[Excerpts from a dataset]
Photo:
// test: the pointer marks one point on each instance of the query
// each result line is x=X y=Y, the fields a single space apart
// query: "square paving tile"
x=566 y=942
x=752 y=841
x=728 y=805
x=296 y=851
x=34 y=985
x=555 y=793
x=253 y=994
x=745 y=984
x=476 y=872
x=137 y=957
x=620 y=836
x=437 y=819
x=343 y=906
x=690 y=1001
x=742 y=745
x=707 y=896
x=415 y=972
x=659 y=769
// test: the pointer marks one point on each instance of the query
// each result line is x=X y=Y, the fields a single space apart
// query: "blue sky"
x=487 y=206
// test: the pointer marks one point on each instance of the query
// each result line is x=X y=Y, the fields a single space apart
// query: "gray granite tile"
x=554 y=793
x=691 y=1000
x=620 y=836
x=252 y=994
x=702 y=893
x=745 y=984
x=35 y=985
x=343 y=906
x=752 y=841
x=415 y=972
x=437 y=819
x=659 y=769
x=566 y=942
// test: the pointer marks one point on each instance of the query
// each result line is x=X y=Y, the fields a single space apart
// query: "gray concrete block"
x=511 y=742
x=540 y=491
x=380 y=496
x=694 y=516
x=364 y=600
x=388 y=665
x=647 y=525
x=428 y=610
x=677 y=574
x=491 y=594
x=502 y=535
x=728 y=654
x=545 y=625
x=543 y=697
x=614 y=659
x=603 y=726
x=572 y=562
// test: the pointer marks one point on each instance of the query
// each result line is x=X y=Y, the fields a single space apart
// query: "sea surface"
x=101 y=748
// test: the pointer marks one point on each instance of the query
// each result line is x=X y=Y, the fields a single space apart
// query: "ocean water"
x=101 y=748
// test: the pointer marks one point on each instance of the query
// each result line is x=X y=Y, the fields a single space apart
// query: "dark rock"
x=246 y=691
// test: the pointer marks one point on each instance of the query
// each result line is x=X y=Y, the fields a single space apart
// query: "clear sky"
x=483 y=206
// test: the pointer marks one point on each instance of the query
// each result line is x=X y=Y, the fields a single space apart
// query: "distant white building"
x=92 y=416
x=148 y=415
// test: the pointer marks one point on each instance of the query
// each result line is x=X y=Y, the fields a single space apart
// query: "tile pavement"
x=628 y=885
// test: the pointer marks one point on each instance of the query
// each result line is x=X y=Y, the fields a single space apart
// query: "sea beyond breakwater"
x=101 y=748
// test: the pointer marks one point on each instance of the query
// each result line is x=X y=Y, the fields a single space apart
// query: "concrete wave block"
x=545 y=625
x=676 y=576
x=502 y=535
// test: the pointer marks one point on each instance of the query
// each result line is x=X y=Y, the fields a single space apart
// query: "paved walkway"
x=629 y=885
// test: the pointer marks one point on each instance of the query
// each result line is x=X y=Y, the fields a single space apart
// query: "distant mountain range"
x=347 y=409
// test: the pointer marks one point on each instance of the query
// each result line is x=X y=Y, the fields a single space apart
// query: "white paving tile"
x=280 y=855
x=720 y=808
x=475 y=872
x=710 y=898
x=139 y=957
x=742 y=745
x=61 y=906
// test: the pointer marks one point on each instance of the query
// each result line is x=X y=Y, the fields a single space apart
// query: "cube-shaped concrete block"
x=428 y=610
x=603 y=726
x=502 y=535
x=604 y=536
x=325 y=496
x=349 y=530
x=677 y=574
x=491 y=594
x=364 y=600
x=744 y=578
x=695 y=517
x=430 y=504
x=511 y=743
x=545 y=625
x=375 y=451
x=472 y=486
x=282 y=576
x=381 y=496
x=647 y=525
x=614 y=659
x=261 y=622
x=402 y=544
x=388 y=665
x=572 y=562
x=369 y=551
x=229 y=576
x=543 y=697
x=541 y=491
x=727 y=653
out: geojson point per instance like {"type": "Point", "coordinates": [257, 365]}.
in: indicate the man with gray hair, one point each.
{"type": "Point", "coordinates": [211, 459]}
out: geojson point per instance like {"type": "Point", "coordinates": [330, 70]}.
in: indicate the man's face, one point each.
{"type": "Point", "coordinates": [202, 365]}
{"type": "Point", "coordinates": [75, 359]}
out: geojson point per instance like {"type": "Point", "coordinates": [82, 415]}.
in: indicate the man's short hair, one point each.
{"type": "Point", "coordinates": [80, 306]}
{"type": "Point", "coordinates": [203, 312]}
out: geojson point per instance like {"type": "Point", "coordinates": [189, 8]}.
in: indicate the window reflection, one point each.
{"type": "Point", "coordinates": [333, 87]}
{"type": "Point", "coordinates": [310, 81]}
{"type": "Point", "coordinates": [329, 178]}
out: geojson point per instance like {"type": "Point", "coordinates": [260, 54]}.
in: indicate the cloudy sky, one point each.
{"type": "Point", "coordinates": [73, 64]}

> What the task requires: Each line of the entries above that includes the string "geojson" should be copied out.

> Result below:
out: geojson point per instance like {"type": "Point", "coordinates": [257, 365]}.
out: geojson point per instance like {"type": "Point", "coordinates": [330, 70]}.
out: geojson point per instance like {"type": "Point", "coordinates": [82, 415]}.
out: geojson point per instance like {"type": "Point", "coordinates": [189, 8]}.
out: geojson point per instance like {"type": "Point", "coordinates": [260, 54]}.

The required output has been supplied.